### Your instructions
Reproduce the portion of the Fahrenheit / Indigo Prophecy interview that begins at the words "Very few developers" and stops after "games in general?".
** begin Document segment **
Fahrenheit / Indigo Prophecy

And this is something that all writers go through, one day or another. Writing about things they don't know, until they hear their own voice, and finally write about something they understand, something that they experience themselves. It's the only way you can be really true when you write. Heavy Rain is really about me and my experiences as a father, having a son, and this strange relationship you have with your kid.

But with Beyond, yes, there are still supernatural elements as there were with Fahrenheit, but at the same time it's really an element of background. It's not about supernatural events. It's about growing, it's about learning, it's about accepting who you are. It's about death. It's about what's on the other side. So it's a totally different thing. Yes, there is a supernatural element, but it's just an element of background, it's not the subject matter.

How much freedom has Sony given you to pursue your vision?

DC: Total freedom. Total freedom. No constraint in anything. Many publishers, after the success of Heavy Rain, would have said, "Well, you need to do Heavy Rain 2. And do what you want, but it's going to be called Heavy Rain 2." And we never had this conversation with Sony. They just asked me, "What's next? What do you want to do?" "Well, I have this idea, what do you think?" "Yeah. It looks great!"

We talked about it, explained the concept. They never asked for me to change anything in my script. And, no, total freedom. I think this kind of project can only be made in complete freedom, because otherwise it's not the same experience at all. I'm not the kind of guy who works on command and someone tells you, "You should write something about sci-fi, or about this, or about that."

I think the real value of this type of experience is that they are true and they are sincere. It's really a story that I needed to tell, and Sony gave me the opportunity to do it. Which is quite unique. It's really incredible in this industry to have the possibility to work like that.

Very few developers are in my position, so I feel incredibly fortunate to be here, having this level of creative freedom, and at the same time having the financial means of a triple-A title. Usually, you make indie development, and you have limited resources, but you have freedom, or you work on a triple-A and you have the resources, but limited or no creative freedom. And I'm in the strange position where I have both.

Do you pay attention to things that are being done with story in indie games, or indie games in general?
** end Document segment **
** begin Records shown **
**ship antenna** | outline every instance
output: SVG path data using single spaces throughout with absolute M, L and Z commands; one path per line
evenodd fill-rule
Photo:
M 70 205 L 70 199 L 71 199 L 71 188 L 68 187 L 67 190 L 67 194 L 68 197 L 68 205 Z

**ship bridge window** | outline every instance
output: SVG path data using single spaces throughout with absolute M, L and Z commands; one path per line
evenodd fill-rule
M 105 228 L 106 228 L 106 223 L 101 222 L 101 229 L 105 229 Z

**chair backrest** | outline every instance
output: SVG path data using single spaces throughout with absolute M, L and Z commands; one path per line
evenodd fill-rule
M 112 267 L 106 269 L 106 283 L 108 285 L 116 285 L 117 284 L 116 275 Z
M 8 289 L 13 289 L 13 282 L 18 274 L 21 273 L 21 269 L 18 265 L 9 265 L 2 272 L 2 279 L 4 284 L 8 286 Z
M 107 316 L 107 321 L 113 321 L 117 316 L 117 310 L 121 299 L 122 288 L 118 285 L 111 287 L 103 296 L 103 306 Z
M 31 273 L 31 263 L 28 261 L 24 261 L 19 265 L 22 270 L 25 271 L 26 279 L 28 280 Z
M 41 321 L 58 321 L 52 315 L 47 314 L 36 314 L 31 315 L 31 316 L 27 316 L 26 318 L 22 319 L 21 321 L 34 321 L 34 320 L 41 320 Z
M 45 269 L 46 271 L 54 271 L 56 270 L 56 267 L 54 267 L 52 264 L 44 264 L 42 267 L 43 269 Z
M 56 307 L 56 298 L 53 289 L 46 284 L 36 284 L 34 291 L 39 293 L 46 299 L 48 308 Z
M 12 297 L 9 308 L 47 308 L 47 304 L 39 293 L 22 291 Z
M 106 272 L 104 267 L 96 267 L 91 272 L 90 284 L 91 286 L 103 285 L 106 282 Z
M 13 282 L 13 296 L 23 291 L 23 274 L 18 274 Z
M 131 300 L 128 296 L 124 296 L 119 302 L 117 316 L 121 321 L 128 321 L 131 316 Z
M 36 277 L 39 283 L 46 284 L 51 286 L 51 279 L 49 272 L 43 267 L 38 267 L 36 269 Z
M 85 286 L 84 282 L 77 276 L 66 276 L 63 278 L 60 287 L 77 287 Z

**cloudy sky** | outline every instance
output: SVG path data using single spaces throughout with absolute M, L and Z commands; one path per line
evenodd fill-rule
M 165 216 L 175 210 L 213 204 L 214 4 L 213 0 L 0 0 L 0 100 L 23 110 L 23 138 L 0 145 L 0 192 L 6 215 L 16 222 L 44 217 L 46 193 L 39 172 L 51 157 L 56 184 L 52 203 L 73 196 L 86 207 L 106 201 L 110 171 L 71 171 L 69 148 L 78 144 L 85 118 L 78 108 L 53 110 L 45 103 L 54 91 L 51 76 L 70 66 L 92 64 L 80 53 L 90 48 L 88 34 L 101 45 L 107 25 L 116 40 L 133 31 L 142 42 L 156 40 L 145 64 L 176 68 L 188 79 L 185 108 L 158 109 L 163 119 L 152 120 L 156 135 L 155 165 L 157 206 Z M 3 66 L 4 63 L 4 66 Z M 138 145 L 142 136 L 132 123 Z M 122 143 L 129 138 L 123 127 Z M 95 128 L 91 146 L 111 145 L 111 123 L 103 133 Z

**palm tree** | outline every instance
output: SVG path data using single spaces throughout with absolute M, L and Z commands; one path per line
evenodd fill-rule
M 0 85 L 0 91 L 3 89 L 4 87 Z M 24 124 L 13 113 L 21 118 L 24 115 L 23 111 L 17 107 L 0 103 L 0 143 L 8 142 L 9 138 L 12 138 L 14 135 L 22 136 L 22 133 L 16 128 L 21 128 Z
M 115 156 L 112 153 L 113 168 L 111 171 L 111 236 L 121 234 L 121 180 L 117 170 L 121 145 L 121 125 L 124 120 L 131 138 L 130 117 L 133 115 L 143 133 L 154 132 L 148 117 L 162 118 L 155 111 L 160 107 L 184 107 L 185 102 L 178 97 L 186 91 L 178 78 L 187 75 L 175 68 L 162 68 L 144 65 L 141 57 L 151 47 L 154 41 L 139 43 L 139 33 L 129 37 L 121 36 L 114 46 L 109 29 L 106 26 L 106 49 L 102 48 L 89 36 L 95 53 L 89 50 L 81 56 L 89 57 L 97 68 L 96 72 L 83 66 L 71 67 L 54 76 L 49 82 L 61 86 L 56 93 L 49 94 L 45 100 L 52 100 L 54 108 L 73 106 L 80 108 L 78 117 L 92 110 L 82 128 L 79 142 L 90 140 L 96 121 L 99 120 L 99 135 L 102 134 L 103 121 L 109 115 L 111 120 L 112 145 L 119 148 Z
** end Records shown **
### Solved problem
Very few developers are in my position, so I feel incredibly fortunate to be here, having this level of creative freedom, and at the same time having the financial means of a triple-A title. Usually, you make indie development, and you have limited resources, but you have freedom, or you work on a triple-A and you have the resources, but limited or no creative freedom. And I'm in the strange position where I have both.

Do you pay attention to things that are being done with story in indie games, or indie games in general?